#### [DESCRIPTION OF THE TASK]
Present the material below as a Markdown table with the columns Row and Material line, one numbered row per line and blank lines omitted.

#### [AVAILABLE RECORDS]
════════════════════
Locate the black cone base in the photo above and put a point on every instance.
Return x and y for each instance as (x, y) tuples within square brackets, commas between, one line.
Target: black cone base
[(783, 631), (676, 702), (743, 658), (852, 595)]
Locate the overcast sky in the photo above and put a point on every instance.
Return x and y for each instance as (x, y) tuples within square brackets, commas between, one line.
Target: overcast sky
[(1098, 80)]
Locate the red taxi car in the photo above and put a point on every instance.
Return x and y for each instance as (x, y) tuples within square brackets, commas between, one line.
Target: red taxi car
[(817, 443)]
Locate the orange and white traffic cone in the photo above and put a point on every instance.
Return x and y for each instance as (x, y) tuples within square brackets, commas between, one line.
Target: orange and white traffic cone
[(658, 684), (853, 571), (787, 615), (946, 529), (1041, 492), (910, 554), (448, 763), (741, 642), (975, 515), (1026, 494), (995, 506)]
════════════════════
#### [FINAL RESULT]
| Row | Material line |
|---|---|
| 1 | Locate the black cone base in the photo above and put a point on every instance. |
| 2 | Return x and y for each instance as (x, y) tuples within square brackets, commas between, one line. |
| 3 | Target: black cone base |
| 4 | [(783, 631), (676, 702), (743, 658), (852, 595)] |
| 5 | Locate the overcast sky in the photo above and put a point on every instance. |
| 6 | Return x and y for each instance as (x, y) tuples within square brackets, commas between, one line. |
| 7 | Target: overcast sky |
| 8 | [(1098, 80)] |
| 9 | Locate the red taxi car in the photo above and put a point on every instance. |
| 10 | Return x and y for each instance as (x, y) tuples within square brackets, commas between, one line. |
| 11 | Target: red taxi car |
| 12 | [(817, 443)] |
| 13 | Locate the orange and white traffic cone in the photo above and put a point on every instance. |
| 14 | Return x and y for each instance as (x, y) tuples within square brackets, commas between, one line. |
| 15 | Target: orange and white traffic cone |
| 16 | [(658, 684), (853, 571), (787, 615), (946, 529), (1041, 492), (910, 554), (448, 763), (741, 642), (975, 515), (1026, 494), (995, 506)] |